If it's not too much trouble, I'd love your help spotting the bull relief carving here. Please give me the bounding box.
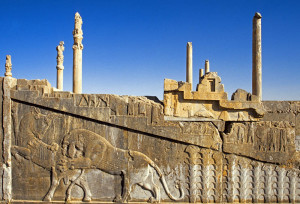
[12,107,184,202]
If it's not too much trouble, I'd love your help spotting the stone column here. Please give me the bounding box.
[73,12,83,93]
[205,60,210,74]
[186,42,193,87]
[252,12,262,100]
[0,55,17,203]
[4,55,12,77]
[56,41,65,91]
[199,69,204,84]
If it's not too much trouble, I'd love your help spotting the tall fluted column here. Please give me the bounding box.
[56,41,65,91]
[252,12,262,100]
[4,55,12,77]
[186,42,193,87]
[73,12,83,93]
[205,60,210,74]
[199,69,204,84]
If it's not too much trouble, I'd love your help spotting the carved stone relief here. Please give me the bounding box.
[223,121,295,164]
[12,103,185,202]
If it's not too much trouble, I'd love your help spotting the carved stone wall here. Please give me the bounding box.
[0,78,300,203]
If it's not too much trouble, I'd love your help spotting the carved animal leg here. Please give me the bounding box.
[79,176,92,202]
[66,170,91,202]
[122,172,132,203]
[43,167,61,201]
[66,178,75,202]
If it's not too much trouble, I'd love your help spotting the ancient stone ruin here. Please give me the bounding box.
[0,13,300,203]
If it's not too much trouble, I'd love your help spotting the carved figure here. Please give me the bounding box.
[11,108,91,201]
[11,108,58,160]
[54,129,184,202]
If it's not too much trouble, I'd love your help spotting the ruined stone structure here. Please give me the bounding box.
[0,14,300,203]
[56,41,65,91]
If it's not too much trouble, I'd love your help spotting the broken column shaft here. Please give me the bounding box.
[73,12,83,93]
[4,55,12,77]
[56,41,65,91]
[252,13,262,100]
[186,42,193,87]
[199,69,204,84]
[205,60,210,74]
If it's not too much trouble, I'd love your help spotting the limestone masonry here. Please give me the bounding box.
[0,13,300,203]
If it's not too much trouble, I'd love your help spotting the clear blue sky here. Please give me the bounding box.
[0,0,300,100]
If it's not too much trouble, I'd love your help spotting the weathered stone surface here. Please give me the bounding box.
[164,75,265,121]
[0,10,300,203]
[223,121,295,165]
[1,78,300,202]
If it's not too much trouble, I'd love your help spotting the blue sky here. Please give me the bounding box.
[0,0,300,100]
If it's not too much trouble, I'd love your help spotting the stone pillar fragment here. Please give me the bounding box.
[4,55,12,77]
[0,77,17,203]
[199,69,204,84]
[186,42,193,87]
[73,12,83,93]
[56,41,65,91]
[205,60,210,74]
[252,12,262,100]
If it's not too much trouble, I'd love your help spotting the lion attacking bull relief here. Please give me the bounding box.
[12,116,184,202]
[58,129,184,202]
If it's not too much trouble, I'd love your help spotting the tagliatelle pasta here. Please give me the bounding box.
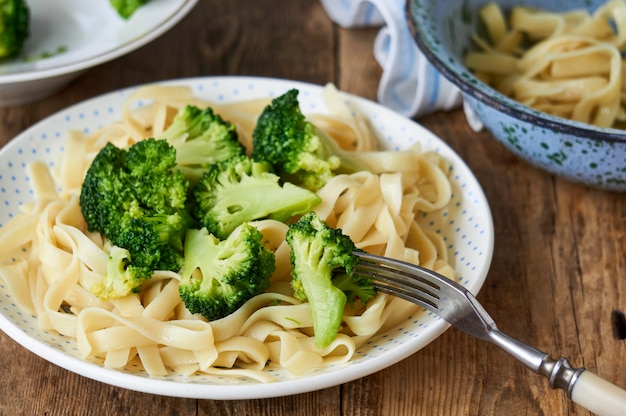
[465,0,626,127]
[0,86,454,382]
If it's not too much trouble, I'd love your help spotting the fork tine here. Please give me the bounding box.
[356,262,439,313]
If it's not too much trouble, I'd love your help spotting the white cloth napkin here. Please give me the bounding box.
[321,0,462,117]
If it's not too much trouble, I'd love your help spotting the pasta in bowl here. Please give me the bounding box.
[0,77,493,399]
[407,0,626,192]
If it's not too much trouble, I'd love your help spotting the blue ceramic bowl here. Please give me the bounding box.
[406,0,626,192]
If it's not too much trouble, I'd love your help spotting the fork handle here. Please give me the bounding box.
[571,370,626,416]
[488,327,626,416]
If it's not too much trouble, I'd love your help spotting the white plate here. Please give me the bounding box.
[0,0,198,106]
[0,77,493,399]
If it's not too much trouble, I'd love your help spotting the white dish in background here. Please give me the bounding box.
[0,77,494,399]
[0,0,198,107]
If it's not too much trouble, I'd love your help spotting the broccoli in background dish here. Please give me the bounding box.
[286,211,376,348]
[252,89,368,191]
[80,139,196,297]
[160,105,245,183]
[110,0,149,19]
[178,224,275,320]
[0,0,30,60]
[190,155,321,239]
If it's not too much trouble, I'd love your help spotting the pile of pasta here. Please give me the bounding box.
[0,85,454,382]
[465,0,626,127]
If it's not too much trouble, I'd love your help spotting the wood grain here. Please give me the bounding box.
[0,0,626,416]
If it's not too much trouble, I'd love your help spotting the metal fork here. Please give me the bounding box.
[354,252,626,415]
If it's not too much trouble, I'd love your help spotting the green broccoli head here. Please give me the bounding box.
[161,105,245,183]
[190,155,321,239]
[90,246,152,299]
[252,89,367,191]
[179,224,275,321]
[110,0,149,19]
[80,139,196,300]
[286,211,376,348]
[0,0,30,60]
[112,211,195,272]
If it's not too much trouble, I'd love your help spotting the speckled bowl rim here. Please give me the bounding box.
[405,0,626,143]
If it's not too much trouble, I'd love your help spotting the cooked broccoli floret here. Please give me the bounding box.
[252,89,368,191]
[110,0,149,19]
[286,211,376,348]
[0,0,30,60]
[161,105,245,183]
[80,139,196,296]
[191,155,321,239]
[90,246,152,299]
[179,224,275,320]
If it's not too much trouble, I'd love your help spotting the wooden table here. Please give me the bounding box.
[0,0,626,416]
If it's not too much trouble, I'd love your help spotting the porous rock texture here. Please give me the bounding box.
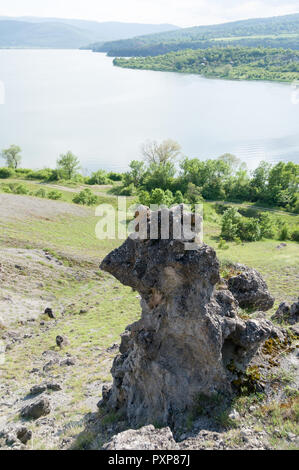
[272,298,299,325]
[103,425,179,450]
[100,208,273,427]
[228,264,275,312]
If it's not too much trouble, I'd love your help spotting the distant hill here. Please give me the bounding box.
[0,17,178,49]
[93,13,299,56]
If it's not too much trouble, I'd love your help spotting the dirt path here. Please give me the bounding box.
[0,194,91,221]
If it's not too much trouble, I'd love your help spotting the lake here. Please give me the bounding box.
[0,50,299,171]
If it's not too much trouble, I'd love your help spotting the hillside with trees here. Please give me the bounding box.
[113,47,299,82]
[92,14,299,57]
[0,17,177,49]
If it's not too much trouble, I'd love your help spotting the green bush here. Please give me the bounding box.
[73,188,98,206]
[221,207,242,241]
[9,183,29,194]
[118,183,136,196]
[47,189,62,201]
[291,230,299,242]
[27,168,55,181]
[87,170,110,185]
[279,224,290,242]
[107,171,123,181]
[0,167,15,179]
[34,188,47,198]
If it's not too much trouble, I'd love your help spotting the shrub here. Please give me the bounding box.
[238,218,262,242]
[27,168,54,181]
[34,188,47,198]
[107,171,123,181]
[48,189,62,201]
[291,230,299,242]
[279,224,290,242]
[73,188,98,206]
[87,170,110,185]
[0,167,15,179]
[9,184,29,194]
[259,212,275,238]
[221,207,241,240]
[119,183,136,196]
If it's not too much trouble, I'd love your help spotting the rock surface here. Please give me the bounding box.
[100,207,273,426]
[103,426,179,450]
[272,299,299,325]
[20,397,51,419]
[228,265,275,312]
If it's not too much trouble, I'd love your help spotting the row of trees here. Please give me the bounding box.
[121,141,299,213]
[114,46,299,81]
[1,145,80,179]
[0,140,299,213]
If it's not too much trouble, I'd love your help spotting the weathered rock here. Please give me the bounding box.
[228,265,275,312]
[16,426,32,445]
[271,298,299,325]
[100,205,273,426]
[20,397,51,419]
[47,382,62,392]
[56,335,69,349]
[45,307,55,320]
[60,357,76,367]
[30,382,61,395]
[103,426,179,450]
[30,384,47,395]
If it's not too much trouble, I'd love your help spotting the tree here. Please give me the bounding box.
[123,160,145,188]
[2,145,22,169]
[218,153,247,176]
[57,151,80,180]
[141,139,181,165]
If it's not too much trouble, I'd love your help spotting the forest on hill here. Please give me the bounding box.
[113,47,299,82]
[92,14,299,57]
[0,16,177,49]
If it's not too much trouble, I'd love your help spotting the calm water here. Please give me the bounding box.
[0,50,299,170]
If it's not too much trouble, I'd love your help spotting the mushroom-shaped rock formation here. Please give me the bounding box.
[100,208,273,426]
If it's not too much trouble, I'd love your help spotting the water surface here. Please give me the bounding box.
[0,50,299,171]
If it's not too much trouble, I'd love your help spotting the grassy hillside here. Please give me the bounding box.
[0,180,299,449]
[0,17,176,48]
[93,14,299,57]
[114,47,299,82]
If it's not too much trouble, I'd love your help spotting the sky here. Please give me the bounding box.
[0,0,299,27]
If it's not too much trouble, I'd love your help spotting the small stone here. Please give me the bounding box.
[17,426,32,445]
[56,335,69,348]
[30,385,47,395]
[20,397,51,419]
[228,410,240,421]
[5,434,17,446]
[45,307,55,319]
[60,357,76,367]
[47,383,62,392]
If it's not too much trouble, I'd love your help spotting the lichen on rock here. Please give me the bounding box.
[101,205,273,426]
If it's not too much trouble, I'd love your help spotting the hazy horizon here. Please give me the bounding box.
[0,0,299,27]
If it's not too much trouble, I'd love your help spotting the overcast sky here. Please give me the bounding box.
[0,0,299,26]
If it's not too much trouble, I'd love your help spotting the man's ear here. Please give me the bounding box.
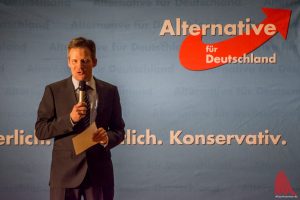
[93,58,98,67]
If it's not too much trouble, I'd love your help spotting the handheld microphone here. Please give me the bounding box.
[78,81,86,103]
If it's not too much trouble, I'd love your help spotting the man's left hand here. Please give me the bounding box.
[93,127,108,145]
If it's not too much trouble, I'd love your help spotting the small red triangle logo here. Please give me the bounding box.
[274,170,298,198]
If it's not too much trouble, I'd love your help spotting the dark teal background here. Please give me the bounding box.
[0,0,300,200]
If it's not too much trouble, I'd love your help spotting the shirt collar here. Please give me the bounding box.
[72,76,96,90]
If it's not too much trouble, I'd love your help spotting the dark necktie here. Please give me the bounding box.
[81,86,91,129]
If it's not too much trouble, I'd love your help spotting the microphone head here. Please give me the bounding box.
[78,81,86,91]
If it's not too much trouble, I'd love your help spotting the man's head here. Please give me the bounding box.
[68,37,97,81]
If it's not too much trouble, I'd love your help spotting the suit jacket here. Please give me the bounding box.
[35,77,125,188]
○ ○ ○ ○
PROBLEM DETAILS: List every line of the items above that contains the word "water". Copy each line in full.

SOLVED PROBLEM:
If it's not too much trouble, I'd love your help spotting the calm water here. Please give me the bounding box.
If it's not too much trouble, I'd love your help spotting the water surface here. Please give me the bounding box.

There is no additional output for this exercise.